[Written request A] In the article on Hermila Galindo, what was the name of the weekly magazine she founded in 1915?
[Written request B] Extend the article on Hermila Galindo, continuing on from its final sentence.

[Passage to read]
(begin)

Writing the Patriarchy Away: How Hermila Galindo Became a Fearless Mexican Icon

Hermila Galindo BeLatina Latinx
Photo courtesy of meganoticias.mx

Picture your modern version of a radical feminist: She is smart. She is educated. She is politically active. She uses her pen as her sword and the written word as her shield. She believes that men and women are equal, with no exceptions. She believes in reproductive rights and sexual freedom. She despises machismo. 

Now imagine this woman in turn-of-the-century Mexico. You would be imagining the iconic Mexican feminist Hermila Galindo.

Hermila Galindo is the type of woman whose picture appears in the dictionary next to the phrase “ahead of her time.” Considered the “first feminist in Mexico,” she may not have the same household-name recognition of Frida Kahlo or Dolores Huerta, but she espoused such vanguard beliefs that she should be recognized up there with the other greats of Latinidad.

In her time, Galindo was known for her journalism as much as for her political activism. In 1915, she founded the weekly magazine La Mujer Moderna, a feminist publication aimed at women. 

She used her writing to spread the feminist word and promote the revolutionary ideas of her mentor Venustiano Carranza, who would eventually become President of Mexico. It was in La Mujer Moderna that Galindo tirelessly advocated for progressive feminist policies. In addition to her journalism, she also authored several books, including a biography of Carranza.

While many feminists of old are remembered for their fights for fundamental rights like suffrage and reproductive rights, Galindo was even more radical. 

Although she firmly believed that women should have the right to vote and hold political office, she also believed in free love. She wanted women to be liberated from the oppressive confines of patriarchy and the Catholic Church.

(end)

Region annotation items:
(begin)

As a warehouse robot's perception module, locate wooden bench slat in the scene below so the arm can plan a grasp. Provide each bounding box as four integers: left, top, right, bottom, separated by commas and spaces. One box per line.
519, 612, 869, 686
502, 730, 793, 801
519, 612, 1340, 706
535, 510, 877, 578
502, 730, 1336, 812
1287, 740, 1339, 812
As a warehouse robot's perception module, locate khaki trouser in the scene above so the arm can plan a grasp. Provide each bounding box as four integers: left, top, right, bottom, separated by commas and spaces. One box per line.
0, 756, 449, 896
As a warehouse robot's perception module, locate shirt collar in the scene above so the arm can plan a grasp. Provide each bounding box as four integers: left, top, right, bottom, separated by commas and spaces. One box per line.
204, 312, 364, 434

(end)

[Reply A] La Mujer Moderna

[Reply B]
She preached that if women were to truly become equal to men, they must be educated about not only sex and birth control but pleasure and desire. She argued that a woman’s sexual instincts were just as strong as that of a man’s. It must be noted that her views were controversial in her time (and arguably still are), and some of her contemporaries condemned her beliefs as “immoral.” Nevertheless, she persisted. 

Born in 1896 to a middle-class family in the city of Lerdo in the Durango State, Galindo came of age when Mexico was in chaos. Although the country had gained independence from Spain decades before, it was nonetheless experiencing the growing pains of a young nation. 

A series of revolutions from 1910 to 1920 left the country in near-constant civil unrest. Growing up in such an uncertain time made Galindo’s outlook inherently political. She studied accounting, shorthand, typing, and English at an industrial school in Chihuahua. 

It was at school that the activism bug first bit her. The story goes that she was enlisted to transcribe an inflammatory speech made by a local lawyer that was strongly against the then president, Porfirio Díaz. The city’s mayor instructed her to destroy all the speech copies, but, ever the rebel, Galindo secretly kept a copy for herself. She later widely distributed the copies as a form of resistance. From that point forward, she was an activist.

Galindo moved to Mexico City at the age of 15, and it was there that she fully blossomed into the feminist that history would remember her as. In Mexico City, she became even more involved in politics, joining a liberal club that supported presidential hopeful Venustiano Carranza, who was also strongly anti-Diaz. Impressed by her capabilities, Carranza offered Galindo a job as his private secretary. This position would eventually make her reach the highest political levels a woman could aim at the time.

Through her relationship with Carranza, whom she respected and admired, Galindo asserted her influence over his attitude towards specific policies. Apparently, at Galindo’s suggestion, Mexico’s laws permitted divorce and added the 1917 Law of Family Relations to the constitution, which diminished a husband’s control over his wife.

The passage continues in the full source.